**Given instruction:** Below you will find a set of lines. Repeat them all exactly.
====== Records supplied
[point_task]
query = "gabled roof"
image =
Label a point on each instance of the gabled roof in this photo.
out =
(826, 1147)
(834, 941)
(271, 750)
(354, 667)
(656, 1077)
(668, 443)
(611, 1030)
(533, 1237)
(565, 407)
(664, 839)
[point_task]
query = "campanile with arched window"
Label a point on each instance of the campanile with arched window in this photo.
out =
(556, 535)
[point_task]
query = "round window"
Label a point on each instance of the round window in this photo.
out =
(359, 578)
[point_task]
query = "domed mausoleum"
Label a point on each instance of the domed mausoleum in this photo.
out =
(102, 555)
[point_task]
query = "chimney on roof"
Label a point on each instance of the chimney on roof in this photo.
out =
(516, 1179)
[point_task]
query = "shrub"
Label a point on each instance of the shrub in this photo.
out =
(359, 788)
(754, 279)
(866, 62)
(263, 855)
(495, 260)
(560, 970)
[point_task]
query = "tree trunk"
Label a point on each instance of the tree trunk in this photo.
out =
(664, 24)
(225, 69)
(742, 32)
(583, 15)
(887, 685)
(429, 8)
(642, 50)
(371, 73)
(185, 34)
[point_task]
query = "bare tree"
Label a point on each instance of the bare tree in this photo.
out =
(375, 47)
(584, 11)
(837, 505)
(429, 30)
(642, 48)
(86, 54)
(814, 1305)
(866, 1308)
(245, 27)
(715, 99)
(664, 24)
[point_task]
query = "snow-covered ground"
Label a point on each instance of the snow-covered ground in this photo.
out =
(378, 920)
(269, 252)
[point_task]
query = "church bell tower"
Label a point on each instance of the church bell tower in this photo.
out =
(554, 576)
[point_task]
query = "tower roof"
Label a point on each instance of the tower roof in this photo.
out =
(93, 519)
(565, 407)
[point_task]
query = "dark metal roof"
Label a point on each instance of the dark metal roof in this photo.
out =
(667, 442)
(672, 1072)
============
**Result below:**
[point_task]
query = "gabled roof"
image =
Label a point on each instance of the gabled roof in this photo.
out =
(826, 1147)
(834, 941)
(271, 750)
(354, 667)
(656, 1077)
(668, 443)
(611, 1030)
(533, 1237)
(565, 407)
(664, 839)
[point_task]
query = "campanile with arched window"
Label a point on each instance of the campanile with arched window in this photo.
out =
(556, 535)
[point_task]
query = "round window"
Label a point on each instance of the round window in this photo.
out =
(359, 578)
[point_task]
query = "domed mausoleum"
Label a point on each instance of the domed mausoleum in this photo.
out =
(102, 555)
[point_task]
query = "chimney on roof"
Label a point on each instance of the chimney on roof in this photo.
out =
(516, 1179)
[point_task]
query = "shrub"
Label a point on each instance of the shrub in this photo.
out =
(359, 788)
(754, 279)
(866, 62)
(263, 855)
(495, 260)
(560, 970)
[point_task]
query = "tree trunk"
Label a point on each instance of the tree trunk in this photo.
out =
(664, 24)
(225, 69)
(742, 32)
(583, 15)
(887, 685)
(429, 8)
(642, 50)
(371, 73)
(185, 34)
[point_task]
query = "bare tree"
Label a point on each instance of the bare tree in this photo.
out =
(375, 47)
(584, 11)
(837, 505)
(429, 30)
(642, 48)
(86, 54)
(814, 1305)
(866, 1308)
(245, 27)
(715, 99)
(664, 24)
[point_task]
query = "snow-covered ground"
Label a point on each instance of the snow-covered ground in this photo.
out =
(378, 920)
(269, 252)
[point_task]
query = "church bell tower"
Label a point on each instance of the church bell tower in this photo.
out =
(554, 576)
[point_task]
query = "tower roof"
Label a point on each instance of the tower roof in this photo.
out =
(93, 519)
(565, 407)
[point_task]
query = "dark metal roof"
Label a point on each instance of the dark metal roof in this photo.
out =
(667, 442)
(672, 1072)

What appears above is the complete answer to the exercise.